Exercise prompt:
Rewrite all the records below, replacing "one dot per instance" with "one point per object" and keeping everything else the same. Leave the pictures out.

____________

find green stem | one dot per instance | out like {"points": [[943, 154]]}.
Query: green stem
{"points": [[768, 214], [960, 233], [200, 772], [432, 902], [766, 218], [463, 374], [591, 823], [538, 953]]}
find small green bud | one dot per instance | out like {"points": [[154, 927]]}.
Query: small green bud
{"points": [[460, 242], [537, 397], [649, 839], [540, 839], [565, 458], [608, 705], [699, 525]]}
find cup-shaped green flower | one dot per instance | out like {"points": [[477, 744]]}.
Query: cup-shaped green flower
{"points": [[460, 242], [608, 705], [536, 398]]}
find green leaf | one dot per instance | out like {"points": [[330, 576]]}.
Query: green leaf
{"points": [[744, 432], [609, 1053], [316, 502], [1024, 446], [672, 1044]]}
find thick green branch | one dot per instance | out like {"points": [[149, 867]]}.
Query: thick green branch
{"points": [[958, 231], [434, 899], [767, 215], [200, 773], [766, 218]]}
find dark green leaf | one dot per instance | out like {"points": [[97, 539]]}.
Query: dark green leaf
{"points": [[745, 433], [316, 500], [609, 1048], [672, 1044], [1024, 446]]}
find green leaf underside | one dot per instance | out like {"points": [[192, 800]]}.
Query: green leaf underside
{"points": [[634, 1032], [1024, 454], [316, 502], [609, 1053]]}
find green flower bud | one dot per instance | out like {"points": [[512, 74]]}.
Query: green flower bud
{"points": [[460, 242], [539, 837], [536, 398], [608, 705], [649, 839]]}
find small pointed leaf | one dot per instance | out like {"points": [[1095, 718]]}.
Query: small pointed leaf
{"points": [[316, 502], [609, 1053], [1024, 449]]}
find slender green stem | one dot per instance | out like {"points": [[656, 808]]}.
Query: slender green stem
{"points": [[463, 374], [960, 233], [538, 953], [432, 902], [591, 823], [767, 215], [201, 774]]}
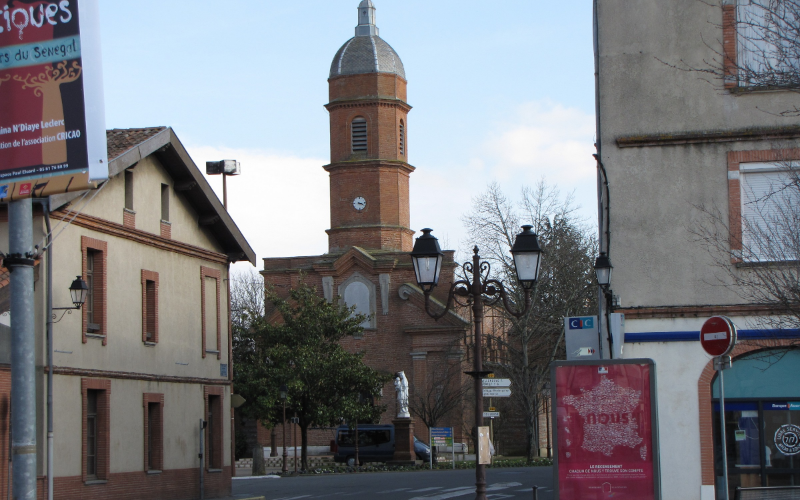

____________

Reply:
find green stem | one point per object | out like {"points": [[943, 154]]}.
Query: green stem
{"points": [[768, 214], [960, 233], [200, 772], [432, 902], [766, 218], [463, 374], [591, 823], [538, 953]]}
find small green bud | one point per object | out like {"points": [[154, 927]]}.
Query: small green bud
{"points": [[460, 242], [537, 397], [649, 839], [540, 839], [565, 458], [608, 705], [699, 525]]}
find cup-shaped green flower | one point per object | out like {"points": [[477, 744]]}.
Query: cup-shaped green flower
{"points": [[460, 242], [608, 705], [536, 398]]}
find green leaf | one point per object | out like {"points": [[330, 576]]}.
Query: green leaf
{"points": [[744, 432], [609, 1053], [316, 502], [1024, 446], [672, 1044]]}
find thick green branch | one point per object | out like {"points": [[149, 867]]}.
Query: thick green branch
{"points": [[958, 231], [434, 899], [767, 215], [200, 773], [766, 218]]}
find dark green leaf | one point per object | out like {"points": [[97, 539]]}.
Query: dark green leaf
{"points": [[745, 433], [316, 500], [609, 1048], [672, 1044], [1024, 446]]}
find green leaf underside | one point per object | out like {"points": [[192, 800]]}.
Query: green leaf underside
{"points": [[634, 1032], [1024, 454], [316, 502], [609, 1053]]}
find green flower bud | one point per object | out like {"points": [[512, 74]]}.
Query: green flower bud
{"points": [[460, 242], [539, 837], [536, 398], [608, 705], [649, 839]]}
find small pointed leaf | one point per object | out like {"points": [[1095, 718]]}.
Query: small pointed leaf
{"points": [[316, 502], [609, 1053], [1024, 449]]}
find slender green stem | one point per object | out like {"points": [[656, 808]]}.
Query: slender green stem
{"points": [[463, 374], [960, 233], [538, 953], [432, 902], [591, 823], [767, 215], [201, 774]]}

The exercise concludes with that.